• **EXERCISE OBJECTIVE**:
Give only the number of lines in these records that contain the word "entrance".

• **DATA LISTING**:
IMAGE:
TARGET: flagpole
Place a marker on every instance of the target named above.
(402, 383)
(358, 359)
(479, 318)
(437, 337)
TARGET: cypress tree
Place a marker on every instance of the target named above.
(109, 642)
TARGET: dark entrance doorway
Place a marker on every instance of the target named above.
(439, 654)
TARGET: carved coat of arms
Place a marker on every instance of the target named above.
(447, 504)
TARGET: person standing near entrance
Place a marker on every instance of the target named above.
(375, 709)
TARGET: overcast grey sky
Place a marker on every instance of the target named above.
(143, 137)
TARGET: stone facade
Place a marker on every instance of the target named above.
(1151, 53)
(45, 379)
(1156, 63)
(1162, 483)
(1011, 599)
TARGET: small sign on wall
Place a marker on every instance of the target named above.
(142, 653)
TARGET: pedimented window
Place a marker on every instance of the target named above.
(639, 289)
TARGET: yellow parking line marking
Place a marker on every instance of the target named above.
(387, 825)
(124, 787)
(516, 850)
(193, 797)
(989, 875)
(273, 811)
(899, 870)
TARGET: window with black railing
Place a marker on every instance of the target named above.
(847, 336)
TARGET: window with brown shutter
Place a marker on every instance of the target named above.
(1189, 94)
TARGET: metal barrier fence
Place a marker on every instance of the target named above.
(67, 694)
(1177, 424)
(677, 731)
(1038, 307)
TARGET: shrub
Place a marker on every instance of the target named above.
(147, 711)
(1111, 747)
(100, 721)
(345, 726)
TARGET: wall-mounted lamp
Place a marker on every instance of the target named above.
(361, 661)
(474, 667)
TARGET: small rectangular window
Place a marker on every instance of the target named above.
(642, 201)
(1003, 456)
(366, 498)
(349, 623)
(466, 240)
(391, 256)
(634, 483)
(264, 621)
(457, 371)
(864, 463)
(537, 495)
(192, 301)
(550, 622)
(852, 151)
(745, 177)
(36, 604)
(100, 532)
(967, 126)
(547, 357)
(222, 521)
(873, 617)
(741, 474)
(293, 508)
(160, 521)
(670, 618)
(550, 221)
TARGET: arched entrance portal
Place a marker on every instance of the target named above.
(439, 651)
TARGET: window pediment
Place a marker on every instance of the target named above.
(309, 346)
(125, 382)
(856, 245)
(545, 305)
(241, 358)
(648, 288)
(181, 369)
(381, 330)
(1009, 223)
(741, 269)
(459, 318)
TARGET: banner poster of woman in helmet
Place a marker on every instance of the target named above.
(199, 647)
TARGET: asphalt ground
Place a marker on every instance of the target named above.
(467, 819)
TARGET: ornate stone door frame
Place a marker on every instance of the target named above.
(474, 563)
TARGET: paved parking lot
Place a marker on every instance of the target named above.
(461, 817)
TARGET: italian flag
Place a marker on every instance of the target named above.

• **PROBLEM SOLUTION**:
3